# Over planting?



## jrsticks (Mar 16, 2011)

Can you over plant a small tank(7.8 Gal)? How far should each stem be apart. How much room between plants?


----------



## psusaxman2000 (Dec 22, 2009)

The way the tank looks is all in the user. You can take a look at my 55 tank below, but the concept can be used for any size. You just need to understand what type of plants you can grow under your lights and the manner in which you fertilize your plants. I've found that most hobbyists tend to like tight bunches of their plants to give it a more full look, but if you are going for a focal point, you my have "blank" spots in your setup.

Kenny


----------



## XMX (Feb 17, 2011)

I've been told to space stem plants about 1 inch apart. This gives it a little bit of room to grow. Plus most stem plants grow side shoots, which will fill in very nicely.


----------



## anubias6439 (Sep 7, 2010)

it depends of the species of plant. For smaller species such as Rotala rotundifolia, a one inch spacing is good, but for larger stems such as Hygrophila corymbosa you need more space such 2-3 inches to get good compact growth. Use discretion- if you see that some stems are outcompeting each other and that the leaves are browning below, this may be a sign of them not getting enough light.


----------



## niko (Jan 28, 2004)

The general rule of thumb is that the spacing between stem plants needs to be +/- 0.9x the max. length of the leaves. 

This leaves enough room between the plants so water can freely flow and provide nutrients/remove waste. But also the plants do not look to far apart.

There are many more useful rules and calculations in this hobby. Fertilization being #1. If we paid more attention to these rules/formulas we would have much less issues with our tanks.

--Nikolay


----------
_ _ _ _
In the over-planting thread, how much space does the reply recommend for larger stems such as Hygrophila corymbosa?

> _MATERIAL PROVIDED_:
_ _ _ _
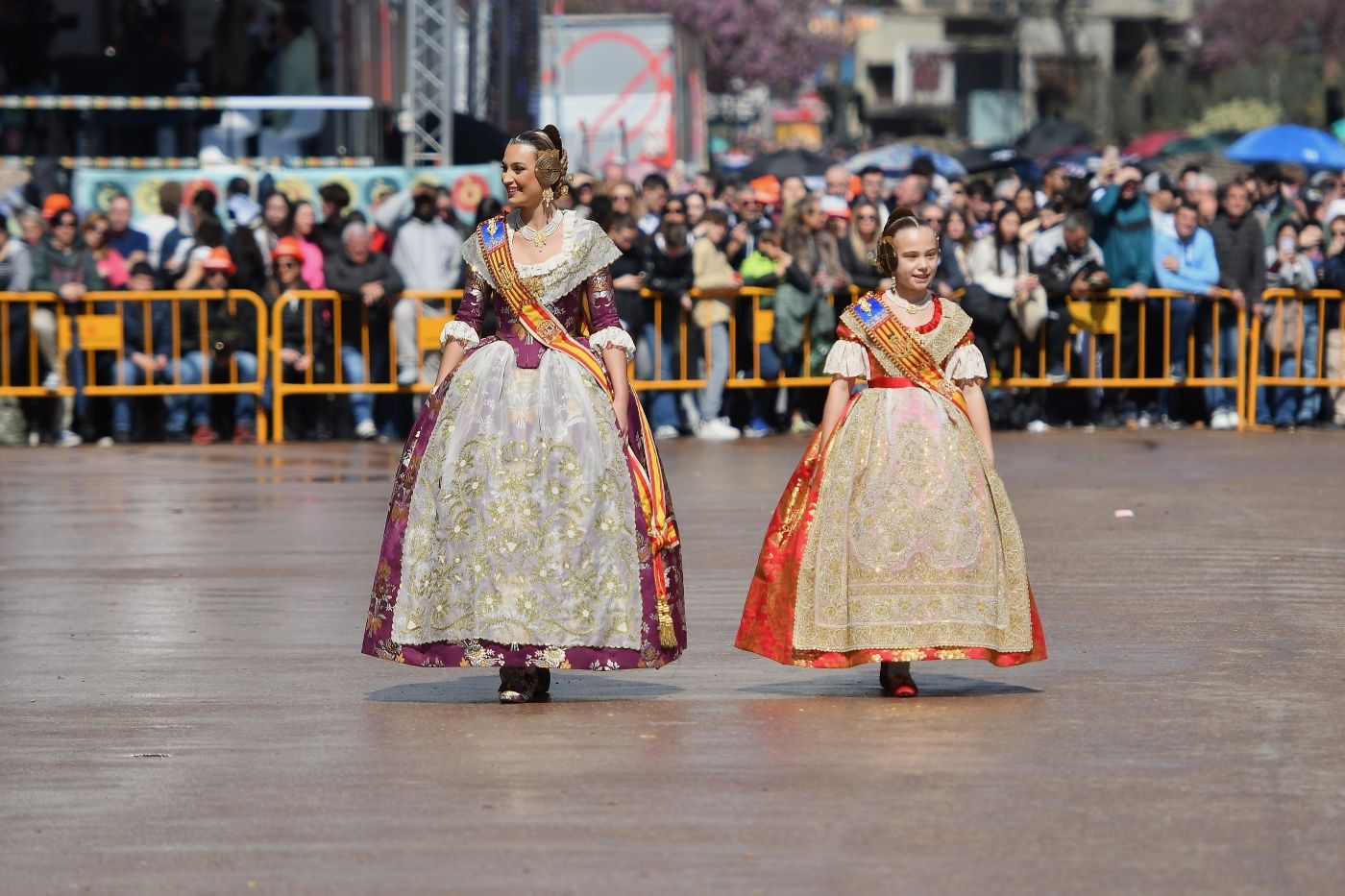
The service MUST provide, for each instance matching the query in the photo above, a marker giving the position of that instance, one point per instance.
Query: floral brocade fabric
(894, 541)
(514, 536)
_ _ _ _
> _THE SOLUTION_:
2-3 inches.